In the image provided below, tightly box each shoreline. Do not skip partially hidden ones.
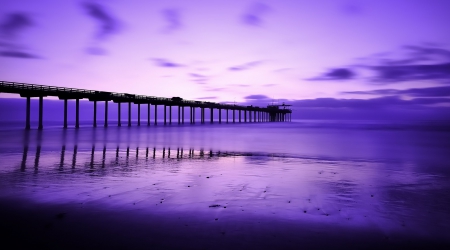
[0,198,450,249]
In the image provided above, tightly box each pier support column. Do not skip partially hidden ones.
[93,101,97,128]
[209,108,214,123]
[181,106,184,124]
[225,109,228,123]
[117,102,122,127]
[25,96,31,130]
[147,103,150,126]
[38,96,44,129]
[154,104,158,126]
[64,99,67,128]
[164,105,167,125]
[200,108,205,124]
[128,102,131,127]
[169,106,172,125]
[75,99,80,128]
[138,103,141,126]
[104,101,108,128]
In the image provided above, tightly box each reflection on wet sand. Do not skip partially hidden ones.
[20,145,292,171]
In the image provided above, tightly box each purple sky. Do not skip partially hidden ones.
[0,0,450,117]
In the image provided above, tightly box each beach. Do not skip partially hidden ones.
[0,121,450,249]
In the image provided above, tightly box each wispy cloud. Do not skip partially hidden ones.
[0,12,41,59]
[241,3,270,27]
[0,12,34,39]
[341,86,450,97]
[189,73,209,84]
[161,9,183,32]
[244,95,270,100]
[196,96,217,100]
[307,45,450,84]
[290,96,450,109]
[0,50,41,59]
[81,2,120,40]
[151,58,184,68]
[307,68,356,81]
[228,61,262,71]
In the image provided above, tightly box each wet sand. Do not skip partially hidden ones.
[0,199,450,249]
[0,124,450,249]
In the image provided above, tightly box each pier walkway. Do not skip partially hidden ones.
[0,81,292,129]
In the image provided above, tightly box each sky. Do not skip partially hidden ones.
[0,0,450,119]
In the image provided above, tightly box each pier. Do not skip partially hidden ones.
[0,81,292,129]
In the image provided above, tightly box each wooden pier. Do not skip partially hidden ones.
[0,81,292,129]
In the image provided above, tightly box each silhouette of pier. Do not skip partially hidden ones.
[0,81,292,129]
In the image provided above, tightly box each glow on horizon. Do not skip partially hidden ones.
[0,0,450,102]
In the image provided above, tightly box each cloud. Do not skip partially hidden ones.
[205,88,226,92]
[368,62,450,83]
[189,73,209,84]
[0,12,41,59]
[161,9,183,32]
[290,96,450,109]
[228,61,262,71]
[307,45,450,84]
[341,2,363,16]
[196,96,217,100]
[0,12,34,39]
[341,86,450,97]
[241,3,270,27]
[152,58,184,68]
[86,46,108,56]
[82,2,120,40]
[0,50,41,59]
[307,68,356,81]
[244,95,269,100]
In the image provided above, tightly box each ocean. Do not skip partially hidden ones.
[0,120,450,249]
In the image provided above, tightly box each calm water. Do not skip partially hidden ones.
[0,121,450,247]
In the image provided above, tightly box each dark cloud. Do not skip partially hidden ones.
[0,12,41,59]
[342,86,450,97]
[0,12,34,39]
[307,68,356,81]
[244,95,269,100]
[189,73,209,84]
[196,96,217,100]
[161,9,182,32]
[82,2,120,40]
[341,2,363,16]
[241,3,270,27]
[228,61,262,71]
[152,58,184,68]
[0,50,41,59]
[290,96,450,109]
[368,62,450,83]
[205,88,226,92]
[86,47,108,56]
[308,45,450,84]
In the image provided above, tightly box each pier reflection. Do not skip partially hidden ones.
[19,145,249,171]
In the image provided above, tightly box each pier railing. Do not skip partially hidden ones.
[0,81,292,129]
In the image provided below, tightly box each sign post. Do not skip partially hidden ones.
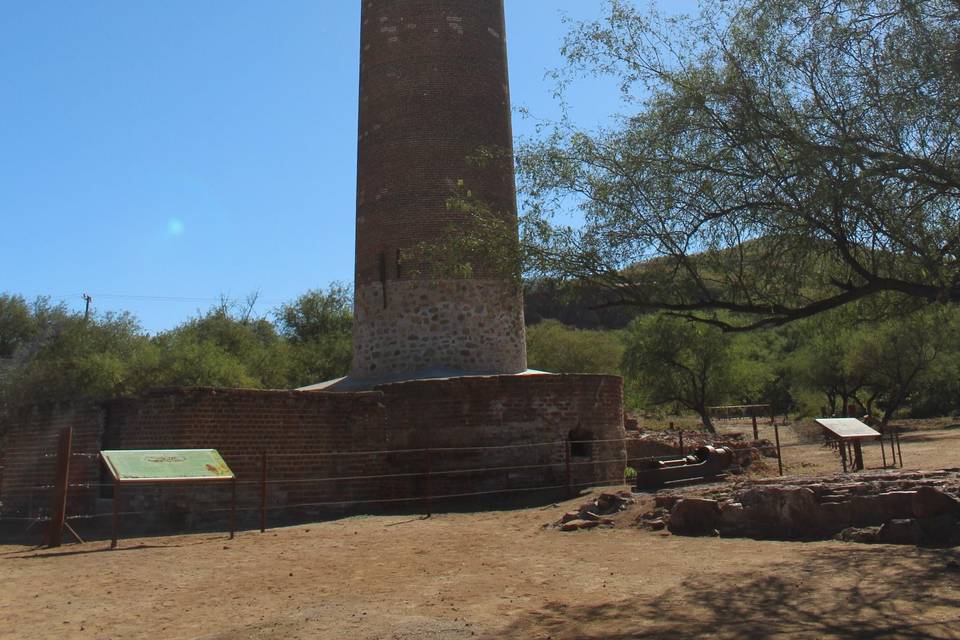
[100,449,237,549]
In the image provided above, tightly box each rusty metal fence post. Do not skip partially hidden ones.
[773,423,783,476]
[110,481,121,549]
[47,427,73,547]
[260,451,267,533]
[426,448,433,518]
[230,476,237,540]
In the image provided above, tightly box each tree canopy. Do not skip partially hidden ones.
[518,0,960,330]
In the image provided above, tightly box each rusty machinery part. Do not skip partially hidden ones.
[636,445,734,489]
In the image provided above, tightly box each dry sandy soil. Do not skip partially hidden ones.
[0,422,960,640]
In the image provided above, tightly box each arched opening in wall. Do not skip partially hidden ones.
[567,427,596,458]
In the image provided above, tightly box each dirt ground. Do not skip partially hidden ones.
[0,422,960,640]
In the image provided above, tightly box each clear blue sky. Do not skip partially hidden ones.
[0,0,694,332]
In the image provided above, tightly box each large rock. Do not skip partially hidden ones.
[741,487,816,538]
[876,518,923,545]
[668,498,720,535]
[917,514,960,546]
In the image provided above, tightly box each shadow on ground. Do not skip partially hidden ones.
[491,545,960,640]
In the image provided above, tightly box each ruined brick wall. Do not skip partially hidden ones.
[352,0,527,379]
[0,403,104,517]
[3,375,625,527]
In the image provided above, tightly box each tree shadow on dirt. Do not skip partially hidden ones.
[496,545,960,640]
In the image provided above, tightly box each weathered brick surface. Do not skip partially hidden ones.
[0,375,625,526]
[352,0,526,379]
[0,404,103,517]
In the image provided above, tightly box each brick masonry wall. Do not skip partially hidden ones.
[0,404,104,517]
[2,375,625,527]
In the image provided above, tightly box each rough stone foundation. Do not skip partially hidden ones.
[351,280,527,379]
[647,469,960,545]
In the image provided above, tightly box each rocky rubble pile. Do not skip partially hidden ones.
[555,491,634,531]
[640,469,960,545]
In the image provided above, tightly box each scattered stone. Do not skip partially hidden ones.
[653,493,683,511]
[644,518,667,531]
[913,487,960,518]
[560,520,600,531]
[660,470,960,546]
[667,498,720,535]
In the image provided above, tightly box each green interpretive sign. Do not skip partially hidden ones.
[100,449,234,482]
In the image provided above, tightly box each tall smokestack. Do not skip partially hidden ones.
[351,0,527,379]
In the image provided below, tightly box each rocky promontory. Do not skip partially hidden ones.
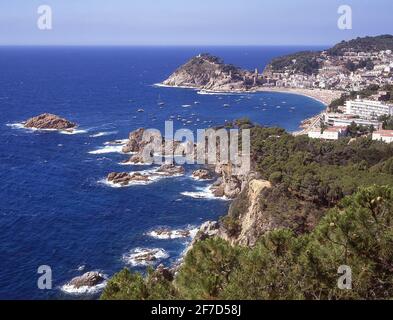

* **THE PROBLEM**:
Locate each line in the items above that contains the string "post" and copy those lines out. The match is case-sensitive.

* **FINAL RESULT**:
In the image provided below, tightly box each sign post. Do not skip partially hidden ones.
In the image provided above, tightly box each rusty metal fence post. Do not skip partially hidden ones.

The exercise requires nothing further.